▶ **Task details**
Without skipping anything, transcribe the listing that follows.

▶ **Dataset extract**
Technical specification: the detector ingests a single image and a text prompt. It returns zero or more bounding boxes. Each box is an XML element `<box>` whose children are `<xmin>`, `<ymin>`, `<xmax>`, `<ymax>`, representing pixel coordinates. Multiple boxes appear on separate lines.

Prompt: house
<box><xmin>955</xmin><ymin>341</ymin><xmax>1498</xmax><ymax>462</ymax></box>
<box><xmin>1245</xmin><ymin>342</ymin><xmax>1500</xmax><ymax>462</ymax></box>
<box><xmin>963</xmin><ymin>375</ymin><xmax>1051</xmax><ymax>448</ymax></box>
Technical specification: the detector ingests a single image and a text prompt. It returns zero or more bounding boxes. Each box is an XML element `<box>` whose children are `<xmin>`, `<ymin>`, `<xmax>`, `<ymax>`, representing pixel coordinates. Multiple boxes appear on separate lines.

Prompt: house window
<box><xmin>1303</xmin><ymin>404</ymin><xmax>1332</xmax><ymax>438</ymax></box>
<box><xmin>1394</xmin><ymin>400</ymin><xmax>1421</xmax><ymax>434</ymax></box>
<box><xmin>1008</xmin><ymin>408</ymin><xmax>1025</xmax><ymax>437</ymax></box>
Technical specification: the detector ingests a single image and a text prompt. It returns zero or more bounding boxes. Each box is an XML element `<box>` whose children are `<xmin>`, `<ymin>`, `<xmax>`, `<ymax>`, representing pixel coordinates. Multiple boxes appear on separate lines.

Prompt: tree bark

▶ **Result of this exercise**
Technical specification: the detector ingests a single image and a text prompt. It returns zero or more bounding boxes. Each box is an XML element `<box>` whose children are `<xmin>`, `<ymin>`, `<xmax>`, `<ymax>`, representing pixel coordinates. Multiple boxes appear on separate lines.

Prompt: house
<box><xmin>955</xmin><ymin>341</ymin><xmax>1498</xmax><ymax>462</ymax></box>
<box><xmin>1245</xmin><ymin>342</ymin><xmax>1500</xmax><ymax>462</ymax></box>
<box><xmin>963</xmin><ymin>375</ymin><xmax>1051</xmax><ymax>448</ymax></box>
Technical specification: the detector ingests a single image and a text prompt. It returns zero or more bounding boxes. Each box is an XML element `<box>` whose children are `<xmin>`, `<ymin>`, `<xmax>`, `<ymax>`, representing pixel coordinates. Multiple boxes appear on separate lines.

Prompt: house window
<box><xmin>1303</xmin><ymin>404</ymin><xmax>1332</xmax><ymax>438</ymax></box>
<box><xmin>1394</xmin><ymin>400</ymin><xmax>1421</xmax><ymax>434</ymax></box>
<box><xmin>1008</xmin><ymin>408</ymin><xmax>1025</xmax><ymax>437</ymax></box>
Technical specification: the detector ingests a single image and a text prompt. It returns zero or more bounding boxes. Each box is an XML element `<box>` whose children are `<xmin>`, `<ymin>`, `<xmax>`, `<ymax>`, representing pixel coordinates. Multiple boxes appear on separate lines.

Prompt: tree bark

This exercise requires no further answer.